Fragmento citado:
* * * * * * *

Las protestas en Estados Unidos se han propagado en más de 50 ciudades en una veintena de estados. Iniciadas luego del violento homicidio del que fuera víctima George Floyd, un hombre afroamericano a manos de la policía en la ciudad de Minneapolis, han llegado al grado de forzar la declaración de toque de queda en la capital de la Unión Americana.

Los casos de exceso de fuerza por parte de distintos cuerpos policiacos han sido tema recurrente en todo el país. Por años se han transmitido detenciones de personas que, aún estando desarmados han sido sometidos con lujo de violencia. Sin embargo, hay diversos factores que convirtieron el caso de Floyd en uno paradigmático que ha llamado a la movilización en todo el mundo para protestar contra el abuso policial y contra la criminalización de las personas afroamericanas, uno de ellos, el covid-19.

La pandemia ha forzado a miles de personas a mantenerse encerradas en sus casas por semanas enteras e incluso meses. El encierro, sumado al estado de incertidumbre sobre lo que ocurrirá después de que pase la pandemia, el desempleo (40 millones de personas, en Estados Unidos, han perdido su trabajo durante esta crisis), la contracción económica, sumado al estado de encierro se volvieron caldo de cultivo para incendiar un país, ya de por sí cansado de los abusos.

Por siglos, Estados Unidos ha sido visto (con razón o sin ella) como el país de las libertades, el refugio de aquellos que creen en los valores de la democracia y, especialmente para quienes han migrado, como el lugar que enarbola el llamado “sueño americano”, la quintaesencia del capitalismo: tener las mismas oportunidades que todos, especialmente de trabajar y transformar la realidad propia en una mucho más próspera económicamente hablando.

Sin embargo, con los acontecimientos de los últimos días, parece que el arquetipo del palacio blindado de libertades civiles y estado de derecho se desmorona como un castillo de naipes. Bajo la rodilla policial, el país se ahoga y sufre los estertores de quien carece de oxigeno en los pulmones. Una realidad cruda y dura de una sociedad enormemente desigual, discriminatoria, racista y clasista le ha plantado la cara al mundo. Esa realidad, por paradójico que parezca, ha sido encabezada por el propio presidente estadounidense.

Trump ha convertido este episodio en su episodio para intentar replantear su reelección. Exigiendo Ley y Orden ante los disturbios, se dirige a sus bases mas radicales. Ordenando la movilización de la guardia nacional, exigiendo militares que se hagan cargo de Washingon DC, amenazando redes sociales, Trump intenta convencer de un discurso duro, anti movilizaciones, anti protestas a favor de una supuesta estabilidad.

* * * * * * *

(Datos de señalamiento de regiones)

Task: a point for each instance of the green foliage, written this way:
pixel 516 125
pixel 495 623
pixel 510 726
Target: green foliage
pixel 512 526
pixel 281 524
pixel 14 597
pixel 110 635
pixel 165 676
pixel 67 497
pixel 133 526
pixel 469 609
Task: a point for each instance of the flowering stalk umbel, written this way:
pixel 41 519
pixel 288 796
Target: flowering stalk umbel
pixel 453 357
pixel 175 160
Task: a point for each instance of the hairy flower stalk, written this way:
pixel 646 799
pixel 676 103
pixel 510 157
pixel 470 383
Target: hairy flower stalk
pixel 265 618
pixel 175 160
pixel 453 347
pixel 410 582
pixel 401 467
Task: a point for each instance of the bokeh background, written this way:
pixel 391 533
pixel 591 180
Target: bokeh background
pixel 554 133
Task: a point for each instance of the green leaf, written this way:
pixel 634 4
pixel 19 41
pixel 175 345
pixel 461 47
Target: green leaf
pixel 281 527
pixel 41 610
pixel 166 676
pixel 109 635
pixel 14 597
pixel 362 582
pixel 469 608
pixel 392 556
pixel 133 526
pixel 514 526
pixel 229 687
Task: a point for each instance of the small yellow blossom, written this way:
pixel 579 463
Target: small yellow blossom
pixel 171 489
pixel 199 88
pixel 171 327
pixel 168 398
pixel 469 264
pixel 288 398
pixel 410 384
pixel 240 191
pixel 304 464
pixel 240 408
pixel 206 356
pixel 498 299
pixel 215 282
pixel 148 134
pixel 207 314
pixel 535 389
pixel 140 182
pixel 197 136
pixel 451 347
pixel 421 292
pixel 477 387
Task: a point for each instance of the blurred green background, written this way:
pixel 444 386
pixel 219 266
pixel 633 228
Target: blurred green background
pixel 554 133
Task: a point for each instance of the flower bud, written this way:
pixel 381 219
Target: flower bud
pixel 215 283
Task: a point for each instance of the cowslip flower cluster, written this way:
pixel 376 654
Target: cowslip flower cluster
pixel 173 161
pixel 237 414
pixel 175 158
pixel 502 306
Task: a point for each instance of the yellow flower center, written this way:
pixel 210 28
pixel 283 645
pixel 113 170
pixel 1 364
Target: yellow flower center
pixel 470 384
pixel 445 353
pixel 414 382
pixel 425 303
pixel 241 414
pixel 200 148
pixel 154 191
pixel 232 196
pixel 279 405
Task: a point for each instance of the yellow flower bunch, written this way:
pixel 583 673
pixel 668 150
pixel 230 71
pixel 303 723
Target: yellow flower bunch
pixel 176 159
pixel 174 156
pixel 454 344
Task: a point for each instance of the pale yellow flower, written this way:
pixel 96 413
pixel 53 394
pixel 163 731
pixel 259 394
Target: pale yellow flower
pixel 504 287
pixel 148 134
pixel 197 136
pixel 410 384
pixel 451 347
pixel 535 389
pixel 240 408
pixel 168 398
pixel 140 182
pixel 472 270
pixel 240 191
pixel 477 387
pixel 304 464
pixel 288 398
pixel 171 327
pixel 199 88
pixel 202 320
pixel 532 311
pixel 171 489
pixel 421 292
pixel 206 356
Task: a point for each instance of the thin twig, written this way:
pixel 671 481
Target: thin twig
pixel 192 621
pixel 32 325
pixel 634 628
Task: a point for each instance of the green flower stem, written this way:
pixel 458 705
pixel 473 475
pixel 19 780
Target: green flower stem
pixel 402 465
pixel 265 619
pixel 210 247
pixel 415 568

* * * * * * *

Preguntas del material:
- a) Según el texto sobre las protestas en Estados Unidos, ¿cuántas personas han perdido su trabajo en ese país durante esta crisis?
- b) Transcribe del texto sobre las protestas todo lo que va desde "Sin embargo, con" hasta "propio presidente estadounidense.".

Respuestas en orden:
- a) 40 millones de personas.

- b)
Sin embargo, con los acontecimientos de los últimos días, parece que el arquetipo del palacio blindado de libertades civiles y estado de derecho se desmorona como un castillo de naipes. Bajo la rodilla policial, el país se ahoga y sufre los estertores de quien carece de oxigeno en los pulmones. Una realidad cruda y dura de una sociedad enormemente desigual, discriminatoria, racista y clasista le ha plantado la cara al mundo. Esa realidad, por paradójico que parezca, ha sido encabezada por el propio presidente estadounidense.